[Position annotation records]

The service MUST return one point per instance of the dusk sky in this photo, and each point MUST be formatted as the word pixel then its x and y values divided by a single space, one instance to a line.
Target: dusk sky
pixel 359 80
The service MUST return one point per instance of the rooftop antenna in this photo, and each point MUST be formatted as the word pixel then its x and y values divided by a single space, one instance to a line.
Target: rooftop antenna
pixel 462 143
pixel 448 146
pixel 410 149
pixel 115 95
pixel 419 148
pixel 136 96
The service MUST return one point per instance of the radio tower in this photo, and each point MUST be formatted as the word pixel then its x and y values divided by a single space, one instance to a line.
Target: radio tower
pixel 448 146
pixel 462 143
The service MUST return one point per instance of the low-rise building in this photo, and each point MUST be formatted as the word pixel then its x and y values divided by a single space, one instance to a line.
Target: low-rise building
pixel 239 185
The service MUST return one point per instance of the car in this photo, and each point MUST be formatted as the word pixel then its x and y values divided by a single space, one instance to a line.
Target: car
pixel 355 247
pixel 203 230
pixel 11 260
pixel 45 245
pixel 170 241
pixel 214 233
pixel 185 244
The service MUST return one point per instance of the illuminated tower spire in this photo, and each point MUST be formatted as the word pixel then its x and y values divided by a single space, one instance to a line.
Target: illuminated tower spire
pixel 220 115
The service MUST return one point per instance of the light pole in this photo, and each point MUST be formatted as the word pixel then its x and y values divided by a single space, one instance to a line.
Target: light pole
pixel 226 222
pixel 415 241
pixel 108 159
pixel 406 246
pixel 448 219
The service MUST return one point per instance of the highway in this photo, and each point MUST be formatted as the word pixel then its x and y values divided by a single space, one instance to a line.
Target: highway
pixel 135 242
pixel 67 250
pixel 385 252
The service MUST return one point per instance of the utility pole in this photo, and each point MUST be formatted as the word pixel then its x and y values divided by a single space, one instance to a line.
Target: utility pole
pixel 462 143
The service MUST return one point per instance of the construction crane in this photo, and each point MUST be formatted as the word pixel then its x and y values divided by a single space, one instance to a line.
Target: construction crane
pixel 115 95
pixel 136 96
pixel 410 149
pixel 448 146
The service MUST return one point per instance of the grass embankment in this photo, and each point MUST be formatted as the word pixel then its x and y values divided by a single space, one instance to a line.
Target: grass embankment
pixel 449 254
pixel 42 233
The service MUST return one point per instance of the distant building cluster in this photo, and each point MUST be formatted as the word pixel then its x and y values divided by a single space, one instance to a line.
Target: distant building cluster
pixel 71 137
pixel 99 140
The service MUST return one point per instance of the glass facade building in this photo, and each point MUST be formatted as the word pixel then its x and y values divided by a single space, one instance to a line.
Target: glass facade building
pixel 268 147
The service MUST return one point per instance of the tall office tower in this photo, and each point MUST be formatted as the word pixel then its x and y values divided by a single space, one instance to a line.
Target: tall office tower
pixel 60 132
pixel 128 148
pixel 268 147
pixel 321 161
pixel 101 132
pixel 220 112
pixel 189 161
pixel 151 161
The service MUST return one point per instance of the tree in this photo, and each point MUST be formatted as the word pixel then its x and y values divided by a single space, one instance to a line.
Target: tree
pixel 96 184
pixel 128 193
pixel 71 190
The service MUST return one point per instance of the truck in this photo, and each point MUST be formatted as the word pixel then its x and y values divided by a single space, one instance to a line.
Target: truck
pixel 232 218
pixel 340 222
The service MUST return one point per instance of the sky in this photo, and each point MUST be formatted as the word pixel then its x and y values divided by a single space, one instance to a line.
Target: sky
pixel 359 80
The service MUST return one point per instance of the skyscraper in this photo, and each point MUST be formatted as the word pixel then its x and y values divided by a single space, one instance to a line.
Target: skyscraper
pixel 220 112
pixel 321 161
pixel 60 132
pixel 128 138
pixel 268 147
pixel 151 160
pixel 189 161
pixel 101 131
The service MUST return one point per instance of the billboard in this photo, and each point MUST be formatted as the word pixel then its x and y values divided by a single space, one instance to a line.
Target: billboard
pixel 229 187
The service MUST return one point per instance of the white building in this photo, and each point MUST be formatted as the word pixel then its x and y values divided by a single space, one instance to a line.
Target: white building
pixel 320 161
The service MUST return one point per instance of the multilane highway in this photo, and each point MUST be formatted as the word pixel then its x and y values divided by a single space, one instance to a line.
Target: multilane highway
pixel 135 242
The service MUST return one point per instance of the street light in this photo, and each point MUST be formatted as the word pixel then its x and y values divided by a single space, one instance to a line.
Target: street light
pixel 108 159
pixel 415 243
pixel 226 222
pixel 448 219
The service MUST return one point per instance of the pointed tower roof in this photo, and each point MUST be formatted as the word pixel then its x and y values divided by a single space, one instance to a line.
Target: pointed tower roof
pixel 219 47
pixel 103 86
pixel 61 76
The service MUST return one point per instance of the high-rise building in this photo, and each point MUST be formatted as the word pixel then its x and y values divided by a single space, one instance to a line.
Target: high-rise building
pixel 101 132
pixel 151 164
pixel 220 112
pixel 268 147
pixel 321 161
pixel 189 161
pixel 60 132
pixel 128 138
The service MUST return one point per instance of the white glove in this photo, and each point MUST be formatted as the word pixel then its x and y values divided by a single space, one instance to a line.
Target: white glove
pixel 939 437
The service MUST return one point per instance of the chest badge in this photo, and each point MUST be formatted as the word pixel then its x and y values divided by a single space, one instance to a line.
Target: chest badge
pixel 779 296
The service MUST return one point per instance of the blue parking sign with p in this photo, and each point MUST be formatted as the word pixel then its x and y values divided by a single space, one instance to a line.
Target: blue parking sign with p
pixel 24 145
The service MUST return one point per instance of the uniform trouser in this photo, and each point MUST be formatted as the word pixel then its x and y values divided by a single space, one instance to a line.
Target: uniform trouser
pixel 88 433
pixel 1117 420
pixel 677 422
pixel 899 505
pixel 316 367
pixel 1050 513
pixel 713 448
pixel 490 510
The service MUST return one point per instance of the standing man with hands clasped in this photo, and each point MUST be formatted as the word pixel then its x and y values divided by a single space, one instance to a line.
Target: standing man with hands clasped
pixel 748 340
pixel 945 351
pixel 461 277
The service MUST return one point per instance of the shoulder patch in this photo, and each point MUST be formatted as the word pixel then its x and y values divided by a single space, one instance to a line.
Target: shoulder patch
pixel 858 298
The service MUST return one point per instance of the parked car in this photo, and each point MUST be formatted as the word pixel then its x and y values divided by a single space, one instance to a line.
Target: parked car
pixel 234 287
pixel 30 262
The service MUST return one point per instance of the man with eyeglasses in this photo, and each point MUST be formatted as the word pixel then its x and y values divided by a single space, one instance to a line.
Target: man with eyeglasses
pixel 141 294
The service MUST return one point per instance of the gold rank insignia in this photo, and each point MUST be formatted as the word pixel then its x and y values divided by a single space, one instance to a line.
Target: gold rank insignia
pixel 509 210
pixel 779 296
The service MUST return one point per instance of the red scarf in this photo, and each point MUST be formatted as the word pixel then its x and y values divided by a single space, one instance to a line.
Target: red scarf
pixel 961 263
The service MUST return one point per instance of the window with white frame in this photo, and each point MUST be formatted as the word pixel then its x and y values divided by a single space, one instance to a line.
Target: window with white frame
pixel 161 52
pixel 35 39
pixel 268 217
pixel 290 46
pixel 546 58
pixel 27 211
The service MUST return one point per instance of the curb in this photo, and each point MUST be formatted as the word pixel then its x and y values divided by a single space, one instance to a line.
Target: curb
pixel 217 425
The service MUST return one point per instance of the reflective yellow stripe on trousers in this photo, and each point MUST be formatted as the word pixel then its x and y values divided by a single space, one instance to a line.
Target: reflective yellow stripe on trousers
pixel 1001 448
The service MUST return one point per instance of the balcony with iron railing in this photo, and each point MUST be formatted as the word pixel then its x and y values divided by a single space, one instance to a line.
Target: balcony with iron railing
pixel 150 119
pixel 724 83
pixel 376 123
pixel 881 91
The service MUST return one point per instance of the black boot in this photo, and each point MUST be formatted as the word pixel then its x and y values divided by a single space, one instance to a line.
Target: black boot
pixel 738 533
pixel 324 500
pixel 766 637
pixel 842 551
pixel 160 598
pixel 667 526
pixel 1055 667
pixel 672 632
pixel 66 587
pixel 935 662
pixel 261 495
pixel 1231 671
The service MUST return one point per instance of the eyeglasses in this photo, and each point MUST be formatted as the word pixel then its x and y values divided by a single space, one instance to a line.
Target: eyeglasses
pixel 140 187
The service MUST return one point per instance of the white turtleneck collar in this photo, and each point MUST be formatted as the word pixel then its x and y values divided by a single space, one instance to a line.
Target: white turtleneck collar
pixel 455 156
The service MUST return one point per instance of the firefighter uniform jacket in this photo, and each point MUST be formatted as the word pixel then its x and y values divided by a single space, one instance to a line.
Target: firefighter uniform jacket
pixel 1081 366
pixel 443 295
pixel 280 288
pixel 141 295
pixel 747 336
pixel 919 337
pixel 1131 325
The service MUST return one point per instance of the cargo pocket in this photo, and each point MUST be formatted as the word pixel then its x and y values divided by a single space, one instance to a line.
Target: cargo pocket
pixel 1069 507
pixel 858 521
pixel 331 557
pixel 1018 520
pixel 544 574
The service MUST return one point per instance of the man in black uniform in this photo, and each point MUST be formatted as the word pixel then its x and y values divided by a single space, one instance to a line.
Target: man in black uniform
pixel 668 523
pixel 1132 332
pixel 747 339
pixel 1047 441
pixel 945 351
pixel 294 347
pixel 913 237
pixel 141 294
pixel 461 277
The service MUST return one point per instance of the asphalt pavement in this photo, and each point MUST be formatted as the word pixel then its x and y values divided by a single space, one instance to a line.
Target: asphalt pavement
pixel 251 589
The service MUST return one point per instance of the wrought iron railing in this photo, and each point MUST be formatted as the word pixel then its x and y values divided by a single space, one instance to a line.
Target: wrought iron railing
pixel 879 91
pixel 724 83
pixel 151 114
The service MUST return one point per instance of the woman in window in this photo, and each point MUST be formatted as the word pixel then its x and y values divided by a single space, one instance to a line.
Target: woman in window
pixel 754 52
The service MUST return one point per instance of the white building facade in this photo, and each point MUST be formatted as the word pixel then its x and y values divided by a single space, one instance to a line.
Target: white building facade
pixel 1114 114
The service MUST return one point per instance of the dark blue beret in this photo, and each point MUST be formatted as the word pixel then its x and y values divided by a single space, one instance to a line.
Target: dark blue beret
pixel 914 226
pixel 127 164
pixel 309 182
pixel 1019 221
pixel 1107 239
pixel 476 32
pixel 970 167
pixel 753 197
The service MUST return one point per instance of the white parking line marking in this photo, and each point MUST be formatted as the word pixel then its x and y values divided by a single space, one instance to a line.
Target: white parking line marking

**Required work**
Reproduce verbatim every line of the records from the line containing "The service MUST return one point per instance of the curb" down to the line containing "pixel 1001 448", including both of those lines.

**Solution for this task**
The service MUST return one point per instance of the curb in this photo, and each point MUST be formatted as the word pixel then its x and y values divided by a single space, one instance to a line.
Target: curb
pixel 217 425
The service MUST return one point per instance of the reflective yellow stripe on trousers in this photo, and each point MUST be formatted as the word pixel then its x and y values divided by a single space, one instance to a line.
Target: reflective yellow stripe on trousers
pixel 1001 448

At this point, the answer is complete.